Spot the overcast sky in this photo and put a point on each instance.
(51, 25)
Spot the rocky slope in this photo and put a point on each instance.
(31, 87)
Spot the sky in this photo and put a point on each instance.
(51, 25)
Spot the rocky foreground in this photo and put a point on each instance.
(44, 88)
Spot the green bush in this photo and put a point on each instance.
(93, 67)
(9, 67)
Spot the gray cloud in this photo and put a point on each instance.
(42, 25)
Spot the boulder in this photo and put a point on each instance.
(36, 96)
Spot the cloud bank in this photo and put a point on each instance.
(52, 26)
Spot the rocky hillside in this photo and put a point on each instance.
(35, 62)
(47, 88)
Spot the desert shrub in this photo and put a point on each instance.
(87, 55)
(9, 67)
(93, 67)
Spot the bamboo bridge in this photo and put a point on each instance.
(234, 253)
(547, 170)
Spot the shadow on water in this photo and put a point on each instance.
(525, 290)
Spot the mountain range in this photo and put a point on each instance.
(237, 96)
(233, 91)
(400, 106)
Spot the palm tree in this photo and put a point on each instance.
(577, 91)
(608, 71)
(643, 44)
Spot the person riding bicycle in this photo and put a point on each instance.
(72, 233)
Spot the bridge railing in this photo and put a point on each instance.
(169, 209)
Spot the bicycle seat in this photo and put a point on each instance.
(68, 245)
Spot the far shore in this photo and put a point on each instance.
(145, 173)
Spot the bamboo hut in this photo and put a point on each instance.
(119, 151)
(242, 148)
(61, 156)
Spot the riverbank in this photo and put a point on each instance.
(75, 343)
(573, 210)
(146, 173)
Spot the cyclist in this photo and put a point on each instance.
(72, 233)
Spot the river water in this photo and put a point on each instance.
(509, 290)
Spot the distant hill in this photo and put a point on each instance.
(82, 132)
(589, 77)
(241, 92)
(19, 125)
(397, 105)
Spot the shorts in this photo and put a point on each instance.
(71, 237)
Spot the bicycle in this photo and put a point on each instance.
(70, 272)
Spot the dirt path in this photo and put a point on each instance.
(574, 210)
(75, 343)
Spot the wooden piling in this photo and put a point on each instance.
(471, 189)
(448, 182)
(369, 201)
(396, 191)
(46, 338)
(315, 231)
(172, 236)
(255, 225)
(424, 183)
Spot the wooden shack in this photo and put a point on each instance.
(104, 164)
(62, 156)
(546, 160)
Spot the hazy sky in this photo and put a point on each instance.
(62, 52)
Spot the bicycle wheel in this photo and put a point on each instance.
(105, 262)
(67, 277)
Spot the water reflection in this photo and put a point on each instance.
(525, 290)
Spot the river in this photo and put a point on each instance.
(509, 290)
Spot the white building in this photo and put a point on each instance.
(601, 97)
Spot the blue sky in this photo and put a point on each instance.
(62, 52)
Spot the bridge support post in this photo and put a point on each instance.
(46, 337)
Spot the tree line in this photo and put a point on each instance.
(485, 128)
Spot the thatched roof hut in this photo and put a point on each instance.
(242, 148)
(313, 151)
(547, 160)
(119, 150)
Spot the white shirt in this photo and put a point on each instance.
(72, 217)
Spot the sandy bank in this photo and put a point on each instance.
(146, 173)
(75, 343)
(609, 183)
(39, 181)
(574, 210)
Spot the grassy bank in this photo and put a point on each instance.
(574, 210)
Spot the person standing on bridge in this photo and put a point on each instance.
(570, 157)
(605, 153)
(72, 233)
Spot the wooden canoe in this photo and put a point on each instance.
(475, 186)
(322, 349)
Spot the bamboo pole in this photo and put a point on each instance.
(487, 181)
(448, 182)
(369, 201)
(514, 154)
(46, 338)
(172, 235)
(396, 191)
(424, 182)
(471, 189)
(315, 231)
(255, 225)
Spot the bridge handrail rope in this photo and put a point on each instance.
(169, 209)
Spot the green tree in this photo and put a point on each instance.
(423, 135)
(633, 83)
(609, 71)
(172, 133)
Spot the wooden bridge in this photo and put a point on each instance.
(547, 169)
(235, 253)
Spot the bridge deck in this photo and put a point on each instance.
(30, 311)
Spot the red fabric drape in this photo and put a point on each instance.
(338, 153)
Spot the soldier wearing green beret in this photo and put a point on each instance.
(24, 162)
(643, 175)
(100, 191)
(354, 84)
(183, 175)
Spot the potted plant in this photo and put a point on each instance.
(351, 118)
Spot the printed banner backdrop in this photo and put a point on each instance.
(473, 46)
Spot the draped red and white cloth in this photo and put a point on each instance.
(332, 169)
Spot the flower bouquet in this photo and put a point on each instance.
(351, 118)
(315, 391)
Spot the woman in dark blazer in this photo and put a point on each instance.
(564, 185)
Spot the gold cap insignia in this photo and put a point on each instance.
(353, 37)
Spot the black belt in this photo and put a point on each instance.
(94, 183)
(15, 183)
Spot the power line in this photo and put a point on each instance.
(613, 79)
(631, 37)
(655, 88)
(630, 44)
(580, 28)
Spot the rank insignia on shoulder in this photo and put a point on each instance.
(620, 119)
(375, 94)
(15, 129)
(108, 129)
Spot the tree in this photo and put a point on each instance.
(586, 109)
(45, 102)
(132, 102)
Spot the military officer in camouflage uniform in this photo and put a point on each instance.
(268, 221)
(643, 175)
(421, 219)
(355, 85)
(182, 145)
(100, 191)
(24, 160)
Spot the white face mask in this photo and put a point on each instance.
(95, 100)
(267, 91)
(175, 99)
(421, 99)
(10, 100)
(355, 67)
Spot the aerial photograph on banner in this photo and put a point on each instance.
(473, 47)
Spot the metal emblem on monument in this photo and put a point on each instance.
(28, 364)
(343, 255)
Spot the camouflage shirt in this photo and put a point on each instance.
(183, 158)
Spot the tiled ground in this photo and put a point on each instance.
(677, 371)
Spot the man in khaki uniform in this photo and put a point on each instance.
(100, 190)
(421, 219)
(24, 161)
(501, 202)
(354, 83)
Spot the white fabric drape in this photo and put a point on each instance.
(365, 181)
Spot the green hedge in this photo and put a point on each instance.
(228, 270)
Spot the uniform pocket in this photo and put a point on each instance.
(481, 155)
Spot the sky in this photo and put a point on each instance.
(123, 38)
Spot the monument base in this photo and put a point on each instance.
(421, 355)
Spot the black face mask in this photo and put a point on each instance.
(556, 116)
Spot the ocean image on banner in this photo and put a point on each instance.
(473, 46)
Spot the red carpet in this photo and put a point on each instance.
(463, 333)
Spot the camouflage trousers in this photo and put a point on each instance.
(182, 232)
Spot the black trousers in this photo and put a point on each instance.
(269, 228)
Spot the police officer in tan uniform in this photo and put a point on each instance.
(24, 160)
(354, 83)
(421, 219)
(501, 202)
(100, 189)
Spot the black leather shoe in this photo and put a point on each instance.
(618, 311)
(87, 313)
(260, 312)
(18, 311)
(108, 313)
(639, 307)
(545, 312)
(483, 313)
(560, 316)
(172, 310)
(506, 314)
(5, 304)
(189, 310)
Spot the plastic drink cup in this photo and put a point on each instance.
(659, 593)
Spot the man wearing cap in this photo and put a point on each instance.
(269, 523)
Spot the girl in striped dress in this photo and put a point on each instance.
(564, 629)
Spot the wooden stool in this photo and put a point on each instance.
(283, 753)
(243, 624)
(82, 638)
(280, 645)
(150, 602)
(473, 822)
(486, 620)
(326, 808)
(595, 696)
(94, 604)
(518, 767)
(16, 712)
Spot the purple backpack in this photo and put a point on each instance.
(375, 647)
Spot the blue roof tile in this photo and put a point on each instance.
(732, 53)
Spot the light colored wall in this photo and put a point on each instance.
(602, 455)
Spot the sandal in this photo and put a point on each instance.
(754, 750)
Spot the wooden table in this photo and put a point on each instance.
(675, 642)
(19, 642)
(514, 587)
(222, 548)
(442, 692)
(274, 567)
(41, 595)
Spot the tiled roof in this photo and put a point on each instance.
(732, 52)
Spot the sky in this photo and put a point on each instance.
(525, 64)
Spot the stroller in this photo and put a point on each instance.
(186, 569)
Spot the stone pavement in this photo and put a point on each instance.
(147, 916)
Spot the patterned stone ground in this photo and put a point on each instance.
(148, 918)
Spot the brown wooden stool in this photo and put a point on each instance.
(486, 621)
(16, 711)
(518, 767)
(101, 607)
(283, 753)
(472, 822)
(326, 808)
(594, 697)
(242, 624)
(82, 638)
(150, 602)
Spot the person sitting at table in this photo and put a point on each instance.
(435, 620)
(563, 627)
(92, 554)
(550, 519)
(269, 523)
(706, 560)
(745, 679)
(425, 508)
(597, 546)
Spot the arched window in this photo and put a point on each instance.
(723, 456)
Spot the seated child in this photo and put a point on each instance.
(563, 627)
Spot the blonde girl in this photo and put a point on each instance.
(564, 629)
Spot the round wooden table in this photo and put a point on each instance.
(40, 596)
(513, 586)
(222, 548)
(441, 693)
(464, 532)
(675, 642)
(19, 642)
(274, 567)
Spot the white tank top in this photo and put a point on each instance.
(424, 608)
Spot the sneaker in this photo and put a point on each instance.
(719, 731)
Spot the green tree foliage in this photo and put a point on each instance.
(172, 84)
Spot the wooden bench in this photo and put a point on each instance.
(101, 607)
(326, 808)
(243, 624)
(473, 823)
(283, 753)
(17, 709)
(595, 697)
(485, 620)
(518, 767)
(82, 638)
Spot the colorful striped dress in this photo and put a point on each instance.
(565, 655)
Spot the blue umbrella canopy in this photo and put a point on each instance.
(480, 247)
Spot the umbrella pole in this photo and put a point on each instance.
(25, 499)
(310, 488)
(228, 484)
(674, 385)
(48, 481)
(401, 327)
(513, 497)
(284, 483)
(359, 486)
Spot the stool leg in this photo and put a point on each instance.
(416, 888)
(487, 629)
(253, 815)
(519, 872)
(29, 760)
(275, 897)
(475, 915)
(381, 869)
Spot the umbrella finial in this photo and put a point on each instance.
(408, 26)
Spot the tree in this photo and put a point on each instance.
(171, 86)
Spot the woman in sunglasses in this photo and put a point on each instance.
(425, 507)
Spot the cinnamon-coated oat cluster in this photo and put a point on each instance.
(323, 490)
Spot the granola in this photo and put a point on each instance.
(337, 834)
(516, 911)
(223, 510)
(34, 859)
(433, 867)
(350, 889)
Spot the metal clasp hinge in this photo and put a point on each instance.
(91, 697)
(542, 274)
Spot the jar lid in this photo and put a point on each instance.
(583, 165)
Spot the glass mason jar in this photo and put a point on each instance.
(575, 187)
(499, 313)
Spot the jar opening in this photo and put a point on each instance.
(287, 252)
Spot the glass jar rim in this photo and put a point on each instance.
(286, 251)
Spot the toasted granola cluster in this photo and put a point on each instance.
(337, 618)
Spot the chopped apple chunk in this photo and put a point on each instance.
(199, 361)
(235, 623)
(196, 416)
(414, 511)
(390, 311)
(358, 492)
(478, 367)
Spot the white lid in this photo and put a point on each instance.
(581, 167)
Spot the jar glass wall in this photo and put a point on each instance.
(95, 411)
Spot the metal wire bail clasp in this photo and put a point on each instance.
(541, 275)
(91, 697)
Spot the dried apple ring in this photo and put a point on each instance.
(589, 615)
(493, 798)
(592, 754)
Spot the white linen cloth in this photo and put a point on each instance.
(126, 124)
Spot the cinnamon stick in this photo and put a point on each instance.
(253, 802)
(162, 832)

◆ ◆ ◆

(Problem description) Starting at the line that contains "Spot the stool", copy each line exactly through the end of the listing above. Include that first line and the last one, and add nothing.

(Solved problem)
Spot the stool leg in this photo and put a point on each instance.
(416, 888)
(487, 629)
(253, 815)
(519, 872)
(29, 760)
(275, 897)
(475, 915)
(381, 869)
Spot the umbrella finial in this photo and put a point on each instance.
(408, 26)
Spot the tree in this photo and put a point on each instance.
(171, 86)
Spot the woman in sunglasses in this photo and put a point on each instance.
(425, 507)
Spot the cinnamon-coated oat cluster in this photo and put a point on each instance.
(323, 490)
Spot the granola in this photo and put a point on each instance.
(337, 834)
(516, 911)
(223, 510)
(34, 859)
(433, 867)
(350, 889)
Spot the metal clasp hinge in this photo and put a point on each instance.
(91, 697)
(542, 274)
Spot the jar lid in this photo and put a point on each instance.
(583, 165)
Spot the glass mason jar in this photo and put a point on each instance.
(575, 187)
(499, 313)
Spot the jar opening in this photo and put a point on each instance.
(287, 252)
Spot the glass jar rim in this photo and put a point on each instance.
(286, 251)
Spot the toasted granola cluster in this photo and put a point on each instance.
(337, 618)
Spot the chopped apple chunk in this photo and put a point on each instance.
(199, 361)
(235, 623)
(196, 416)
(414, 511)
(390, 311)
(358, 492)
(478, 367)
Spot the white lid in this photo and put a point on each instance.
(581, 167)
Spot the jar glass wall in this photo and put a point on each instance.
(95, 411)
Spot the metal wire bail clasp in this photo and put a point on each instance.
(541, 275)
(91, 697)
Spot the dried apple ring in this photo and put a point on each instance.
(589, 615)
(493, 798)
(592, 754)
Spot the white linen cloth in this photo and put a point on each instance.
(126, 124)
Spot the cinnamon stick in this photo and put a point on each instance.
(253, 802)
(162, 832)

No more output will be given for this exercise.